# [Information supplied]
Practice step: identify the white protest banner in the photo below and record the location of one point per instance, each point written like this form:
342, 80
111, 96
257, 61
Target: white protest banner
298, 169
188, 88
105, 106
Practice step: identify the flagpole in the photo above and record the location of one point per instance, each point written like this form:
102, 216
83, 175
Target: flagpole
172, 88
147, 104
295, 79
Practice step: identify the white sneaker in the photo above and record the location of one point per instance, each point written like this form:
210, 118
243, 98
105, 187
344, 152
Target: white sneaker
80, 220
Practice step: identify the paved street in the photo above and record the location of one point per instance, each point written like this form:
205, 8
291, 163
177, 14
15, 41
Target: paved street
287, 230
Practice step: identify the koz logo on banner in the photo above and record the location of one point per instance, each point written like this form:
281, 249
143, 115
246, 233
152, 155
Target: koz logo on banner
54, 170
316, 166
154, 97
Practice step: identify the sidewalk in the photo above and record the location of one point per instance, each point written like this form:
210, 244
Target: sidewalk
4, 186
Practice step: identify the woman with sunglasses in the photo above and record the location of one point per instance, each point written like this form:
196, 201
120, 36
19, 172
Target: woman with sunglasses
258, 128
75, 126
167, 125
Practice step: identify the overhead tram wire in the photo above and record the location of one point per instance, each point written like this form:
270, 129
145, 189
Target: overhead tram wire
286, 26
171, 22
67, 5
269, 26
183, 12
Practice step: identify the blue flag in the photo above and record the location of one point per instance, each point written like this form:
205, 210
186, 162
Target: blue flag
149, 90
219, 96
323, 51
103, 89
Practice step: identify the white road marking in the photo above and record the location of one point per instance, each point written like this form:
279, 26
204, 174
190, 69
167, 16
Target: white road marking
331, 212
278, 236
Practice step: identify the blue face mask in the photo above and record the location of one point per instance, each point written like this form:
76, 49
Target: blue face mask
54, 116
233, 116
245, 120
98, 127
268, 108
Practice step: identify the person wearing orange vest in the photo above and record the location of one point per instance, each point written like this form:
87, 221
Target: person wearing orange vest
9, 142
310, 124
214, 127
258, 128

# [What is being asked]
Reproduce all the data above, replacing each "Practice step" with "Drill" and leaving every other part unchanged.

# [Written reply]
Drill: identify the white protest banner in the photo below and record the location of one point per instance, each point written like this form:
342, 80
111, 96
257, 61
Target: white protest banner
298, 169
188, 88
105, 106
Drill: identify the flagpole in the photo above and record the location of one point per instance, each point written like this form:
102, 216
83, 175
Target: flagpole
172, 88
147, 104
295, 79
Drill: identify the white sneaker in the photo above and record the location of one point per instance, each point written like this form:
210, 118
243, 98
105, 187
344, 152
Target: white sneaker
80, 220
Drill: identify the paved street in the photo above and record the location of one point per instance, each point written like this form:
205, 8
291, 163
177, 14
15, 41
Target: paved street
287, 230
Drill: identify the koz logo on banner in the photo above and record the location of one point per instance, each point written like this form:
281, 249
143, 115
246, 233
152, 155
Target: koz logo on banner
54, 170
316, 166
154, 97
Drill: identify the sidewalk in the photo above and record the location of one point per instance, each point written like this form:
210, 244
Target: sidewalk
4, 186
Drill: identify the woman with sunglasses in the photo above and record the location of one point per instance, each point written like this form:
196, 201
120, 36
19, 172
Target: woman with sunglasses
258, 128
75, 126
167, 125
Drill: identify the overhead tram wire in the photo above and record the location of one point per instance, each point written like this form:
270, 129
145, 189
Target: overhead tram wire
286, 26
171, 22
67, 5
269, 26
183, 12
Drill: identify the blue flag in the photo above and record the location of one point per instance, each point written like this form:
205, 210
186, 162
Target: blue flag
149, 90
219, 96
323, 51
103, 89
Drill: identify the white road marking in the photo above and record the location of one point per instance, each point written like this form:
279, 26
204, 174
190, 69
167, 16
Target: white road marking
331, 212
278, 236
Drill: identify the blue face mask in the photo above and record the location of one point per instance, each point written like this form:
76, 49
Target: blue face mask
54, 116
233, 116
245, 120
98, 127
268, 108
Drill: identify the person wearing orange vest in the photo above and record the location of one point per instance, each point written like this form:
87, 221
Target: person wearing orange vest
9, 142
310, 124
214, 127
258, 128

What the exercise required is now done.